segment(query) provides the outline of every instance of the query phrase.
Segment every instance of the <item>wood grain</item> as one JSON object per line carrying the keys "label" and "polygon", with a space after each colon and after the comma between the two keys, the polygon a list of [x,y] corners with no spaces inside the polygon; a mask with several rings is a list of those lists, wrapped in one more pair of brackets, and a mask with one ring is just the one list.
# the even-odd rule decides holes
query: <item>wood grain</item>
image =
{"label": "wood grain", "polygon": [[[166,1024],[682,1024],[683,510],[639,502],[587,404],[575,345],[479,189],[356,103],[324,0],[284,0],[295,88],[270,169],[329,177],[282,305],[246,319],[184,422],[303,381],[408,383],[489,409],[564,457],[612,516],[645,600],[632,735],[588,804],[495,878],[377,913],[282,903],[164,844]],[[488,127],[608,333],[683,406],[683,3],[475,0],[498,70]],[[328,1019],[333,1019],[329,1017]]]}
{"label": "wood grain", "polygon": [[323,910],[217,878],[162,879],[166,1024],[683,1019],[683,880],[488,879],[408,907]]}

— EXERCISE DIRECTIONS —
Convert the rows above into a two-column CSV with header input,output, one line for each row. Put the row's text under input and its answer under output, each in a single quoted field with line breaks replaced by spaces.

— EXERCISE RESULT —
input,output
"segment(query) provides the outline of every instance of the query phrase. Segment every instance of the <item>wood grain</item> as one JSON object per line carrying the keys ""label"" and ""polygon"", with a space after each colon and after the comma between the two keys, the polygon a list of [x,y] corners with no spaces inside the polygon; a mask with several rings is a list of those lists, wrapped in one more pair of brackets, and a mask with one ring is just the one list. # the even-odd rule decides holes query: <item>wood grain</item> image =","{""label"": ""wood grain"", ""polygon"": [[[166,1024],[682,1024],[683,510],[639,502],[587,404],[575,345],[479,189],[356,103],[324,0],[284,0],[295,88],[270,169],[329,177],[282,305],[246,319],[184,422],[303,381],[408,383],[489,409],[564,457],[612,516],[645,600],[632,735],[588,804],[495,878],[377,913],[282,903],[164,844]],[[488,127],[608,333],[683,406],[683,3],[475,0],[498,70]],[[328,1019],[333,1019],[329,1017]]]} {""label"": ""wood grain"", ""polygon"": [[323,910],[217,878],[162,879],[166,1024],[683,1019],[683,880],[488,879],[408,907]]}"